§ TEXT SHOWN:
So even if mixers were to try to reverse the effect of X-curve calibration, the inverse of the X-curve target would be the wrong curve to apply.  In all likelihood, mixers aren't thinking about X-curve effects when they do their mixes at all.  They are simply trying to craft a mix with the best sound possible.  EQ is but one of many tools that are likely used on the dub stage to do this.  It would likely to used extensively even if dub-stages were perfectly neutral.  However, unless the mixers are aware of the effects of the X-curve calibration and consciously avoid mixing "through them", the tonal balance skew of the dub-stage will ultimately affect the sound of the mix.

13 hours ago, Infrasonic said:

There is no EQ done and it is not a mandate for the home "nearfield" mixes that anything of the sort is applied to the mix itself. Minor adjustments to levels to surrounds and dialog (~1dB deviation from theatrical) are about as offensive as it gets.

§ WHAT NEEDS TO BE DONE:
Reproduce the X-curve mixing discussion word for word, from start to finish. Rely only on the text itself.

§ INFORMATION PROVIDED:
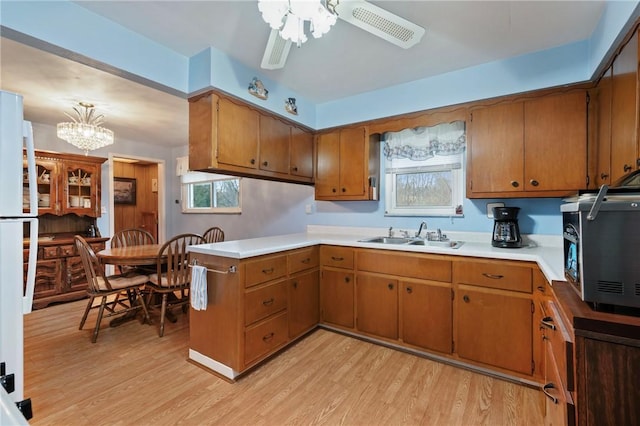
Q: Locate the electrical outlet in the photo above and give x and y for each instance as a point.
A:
(490, 207)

§ RESPONSE:
So even if mixers were to try to reverse the effect of X-curve calibration, the inverse of the X-curve target would be the wrong curve to apply.  In all likelihood, mixers aren't thinking about X-curve effects when they do their mixes at all.  They are simply trying to craft a mix with the best sound possible.  EQ is but one of many tools that are likely used on the dub stage to do this.  It would likely to used extensively even if dub-stages were perfectly neutral.  However, unless the mixers are aware of the effects of the X-curve calibration and consciously avoid mixing "through them", the tonal balance skew of the dub-stage will ultimately affect the sound of the mix.

13 hours ago, Infrasonic said:

There is no EQ done and it is not a mandate for the home "nearfield" mixes that anything of the sort is applied to the mix itself. Minor adjustments to levels to surrounds and dialog (~1dB deviation from theatrical) are about as offensive as it gets.